Written instruction:
Present every line of the material below as a numbered list, omitting any blank lines.

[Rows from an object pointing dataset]
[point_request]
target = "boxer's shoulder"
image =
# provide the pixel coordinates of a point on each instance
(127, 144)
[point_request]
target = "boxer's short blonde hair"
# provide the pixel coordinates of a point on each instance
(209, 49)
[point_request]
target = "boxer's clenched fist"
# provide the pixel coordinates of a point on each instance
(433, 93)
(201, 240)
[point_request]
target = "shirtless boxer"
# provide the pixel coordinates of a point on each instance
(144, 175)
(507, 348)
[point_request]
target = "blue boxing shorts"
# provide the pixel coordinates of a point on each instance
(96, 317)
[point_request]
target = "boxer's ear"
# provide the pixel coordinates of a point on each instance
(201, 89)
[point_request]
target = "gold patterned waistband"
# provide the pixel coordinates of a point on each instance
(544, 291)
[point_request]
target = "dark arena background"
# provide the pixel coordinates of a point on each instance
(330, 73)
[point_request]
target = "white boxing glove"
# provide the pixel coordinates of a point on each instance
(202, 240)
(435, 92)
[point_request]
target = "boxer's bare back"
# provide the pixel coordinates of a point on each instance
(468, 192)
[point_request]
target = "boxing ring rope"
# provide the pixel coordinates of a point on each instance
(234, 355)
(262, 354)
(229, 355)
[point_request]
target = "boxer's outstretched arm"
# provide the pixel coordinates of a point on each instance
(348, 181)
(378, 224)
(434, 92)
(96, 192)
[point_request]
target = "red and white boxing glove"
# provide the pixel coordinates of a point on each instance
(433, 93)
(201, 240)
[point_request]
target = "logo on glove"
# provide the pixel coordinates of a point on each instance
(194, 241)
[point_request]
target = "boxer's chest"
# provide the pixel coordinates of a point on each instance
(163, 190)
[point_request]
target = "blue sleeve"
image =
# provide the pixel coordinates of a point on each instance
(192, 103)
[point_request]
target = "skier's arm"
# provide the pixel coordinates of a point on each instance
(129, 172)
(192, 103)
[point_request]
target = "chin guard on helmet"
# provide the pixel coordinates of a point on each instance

Result below:
1. [point_request]
2. target = "boxer's shoulder"
3. image =
4. # provide the pixel coordinates of a point on each instance
5. (127, 144)
6. [point_request]
7. target = "boxer's short blonde hair"
8. # provide the pixel coordinates of a point on each instance
9. (209, 49)
10. [point_request]
11. target = "boxer's clenched fist"
12. # provide the pixel coordinates of a point on each instance
13. (433, 93)
14. (201, 240)
15. [point_request]
16. target = "shirtless boxer"
17. # provide the pixel coordinates of a point on each instance
18. (144, 175)
19. (507, 348)
20. [point_request]
21. target = "blue boxing shorts"
22. # provide the pixel coordinates of a point on each instance
23. (96, 317)
24. [point_request]
25. target = "boxer's ear"
26. # provide the pixel coordinates of a point on each instance
27. (201, 89)
28. [point_request]
29. target = "gold patterned waistband"
30. # provide the pixel coordinates of a point on each instance
31. (544, 291)
32. [point_request]
33. target = "dark arena background"
34. # provide the pixel coordinates of a point on each instance
35. (330, 73)
36. [point_request]
37. target = "white boxing glove"
38. # provide the pixel coordinates of a point on each instance
39. (202, 240)
40. (435, 92)
41. [point_request]
42. target = "boxer's bare back"
43. # provide the pixel coordinates of a point on each instance
44. (468, 192)
45. [point_request]
46. target = "boxing ring rope"
47. # provide the pixel coordinates of a point on each instance
48. (234, 355)
49. (262, 354)
50. (229, 355)
51. [point_request]
52. target = "boxer's outstretched arm"
53. # provide the pixel coordinates of a point on each instance
54. (348, 181)
55. (378, 224)
56. (434, 92)
57. (96, 192)
58. [point_request]
59. target = "red and white boxing glove"
60. # provide the pixel coordinates of a point on each instance
61. (433, 93)
62. (201, 240)
63. [point_request]
64. target = "logo on glove"
65. # provide the pixel coordinates of a point on each instance
66. (194, 241)
67. [point_request]
68. target = "boxer's chest"
69. # provide the pixel coordinates of a point on each instance
70. (163, 190)
71. [point_request]
72. target = "blue sleeve"
73. image =
74. # provide the pixel coordinates of a point on each instance
75. (192, 103)
76. [point_request]
77. target = "skier's arm"
78. # provide the pixel coordinates of a point on each instance
79. (129, 172)
80. (192, 103)
81. [point_request]
82. target = "chin guard on helmet"
83. # provide the pixel coordinates of a point on each instance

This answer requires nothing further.